* Alıştırma Yönergesi
Yargılamanın yenilenmesini anlatan metne göre yenileme talebi hangi mahkemeye yapılır?

* Metin Parçası
'''

Hükümlü Lehine Yargılamanın Yenilenmesi Nedenleri (CMK m.311)

  • Sahte Belge/Delil: Hükme esas alınan belgenin sahteliği anlaşılırsa.
  • Yalan Tanıklık/Bilirkişilik: Hükümlünün aleyhine kullanılan tanık veya bilirkişinin yalan yere ifade verdiği veya rapor düzenlediği sabit olursa.
  • Hakimin Suçu: Hükme katılan hakimin, görevi kötüye kullanma veya rüşvet gibi bir suçtan mahkum olması.
  • Yeni Deliller: Hükümlünün beraatını veya daha hafif bir ceza almasını sağlayacak yeni delillerin ortaya çıkması.
  • AİHM İhlal Kararı: Avrupa İnsan Hakları Mahkemesi'nin Türkiye aleyhine verdiği ihlal kararının, yeniden yargılama yapılmasını gerektirmesi.
  • Anayasa Mahkemesi İhlal Kararı: Anayasa Mahkemesi'nin bireysel başvuru sonucunda verdiği ihlal kararının, ihlalin sonuçlarını gidermek için yeniden yargılama yapılmasını zorunlu kılması.

Başvuru Süresi ve Mercii

Yargılamanın yenilenmesi talebi, hükmü veren mahkemeye yapılır. Hükümlü lehine yargılamanın yenilenmesi için herhangi bir süre kısıtlaması yoktur; ölümden sonra bile talep edilebilir. Ancak hükümlü aleyhine yenileme talebi, ceza zamanaşımı süresi içinde yapılmalıdır. Talebin kabulü halinde mahkeme, yeniden yargılama yaparak yeni bir karar verir.

AYM ve AİHM Kararları Cezayı Etkiler mi?

Anayasa Mahkemesi (AYM) ve Avrupa İnsan Hakları Mahkemesi (AİHM) tarafından verilen ihlal kararları, kesinleşmiş ceza hükümlerinin bozulmasında kritik bir rol oynar. Bu kararlar, bireysel başvuru yoluyla temel hak ve özgürlüklerin ihlal edildiği durumlarda, yargılamanın yenilenmesi için bir sebep teşkil eder.

Anayasa Mahkemesi Bireysel Başvurusu

AYM'ye bireysel başvuru, olağan kanun yollarının tüketilmesi sonrasında, Anayasa'da güvence altına alınmış temel hak ve özgürlüklerinden birinin kamu gücü tarafından ihlal edildiği iddiasıyla yapılan bir başvurudur. AYM, bir hak ihlali tespit ettiğinde, ihlalin ve sonuçlarının ortadan kaldırılması için yeniden yargılama yapılmasına hükmedebilir. Bu karar, kesinleşmiş ceza hükmünün bozulmasına ve davanın yeniden görülmesine yol açar.

'''

[Bir etiketleme koleksiyonundan öğeler]
'''

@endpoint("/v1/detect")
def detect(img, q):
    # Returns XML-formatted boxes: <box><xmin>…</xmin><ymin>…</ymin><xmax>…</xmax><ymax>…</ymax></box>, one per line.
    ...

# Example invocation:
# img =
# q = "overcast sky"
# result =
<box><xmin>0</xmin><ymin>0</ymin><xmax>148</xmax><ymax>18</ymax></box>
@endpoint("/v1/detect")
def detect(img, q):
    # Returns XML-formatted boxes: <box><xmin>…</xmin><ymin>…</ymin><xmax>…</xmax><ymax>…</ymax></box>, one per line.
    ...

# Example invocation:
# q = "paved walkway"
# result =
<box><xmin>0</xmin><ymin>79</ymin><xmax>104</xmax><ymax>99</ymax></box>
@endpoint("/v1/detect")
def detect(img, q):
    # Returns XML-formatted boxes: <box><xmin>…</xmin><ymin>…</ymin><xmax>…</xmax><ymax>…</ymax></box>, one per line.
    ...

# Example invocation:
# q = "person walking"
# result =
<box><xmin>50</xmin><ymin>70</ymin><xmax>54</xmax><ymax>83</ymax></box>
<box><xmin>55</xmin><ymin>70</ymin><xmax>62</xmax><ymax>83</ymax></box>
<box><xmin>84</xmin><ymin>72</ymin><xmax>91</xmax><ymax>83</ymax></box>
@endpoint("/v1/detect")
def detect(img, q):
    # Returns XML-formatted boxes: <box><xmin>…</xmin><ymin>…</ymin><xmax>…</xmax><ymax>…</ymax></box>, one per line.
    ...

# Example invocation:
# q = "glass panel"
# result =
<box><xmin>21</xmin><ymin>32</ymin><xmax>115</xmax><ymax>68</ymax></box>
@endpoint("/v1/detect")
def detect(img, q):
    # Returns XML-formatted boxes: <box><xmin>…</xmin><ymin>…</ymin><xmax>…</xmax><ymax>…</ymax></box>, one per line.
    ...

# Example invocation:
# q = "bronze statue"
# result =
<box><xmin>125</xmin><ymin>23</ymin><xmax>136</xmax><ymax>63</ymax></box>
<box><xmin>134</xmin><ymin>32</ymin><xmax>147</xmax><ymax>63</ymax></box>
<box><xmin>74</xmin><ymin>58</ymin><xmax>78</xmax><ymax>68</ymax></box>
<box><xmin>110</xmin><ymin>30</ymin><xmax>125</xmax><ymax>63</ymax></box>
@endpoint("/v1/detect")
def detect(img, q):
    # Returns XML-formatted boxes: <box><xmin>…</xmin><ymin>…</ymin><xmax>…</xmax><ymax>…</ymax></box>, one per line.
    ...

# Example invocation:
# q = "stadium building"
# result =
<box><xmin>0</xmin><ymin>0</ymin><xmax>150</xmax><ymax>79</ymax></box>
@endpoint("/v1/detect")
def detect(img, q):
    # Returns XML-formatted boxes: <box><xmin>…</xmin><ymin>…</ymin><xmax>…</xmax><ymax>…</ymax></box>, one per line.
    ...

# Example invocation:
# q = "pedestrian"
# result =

'''

* Yazılı Yanıt
Hükmü veren mahkemeye.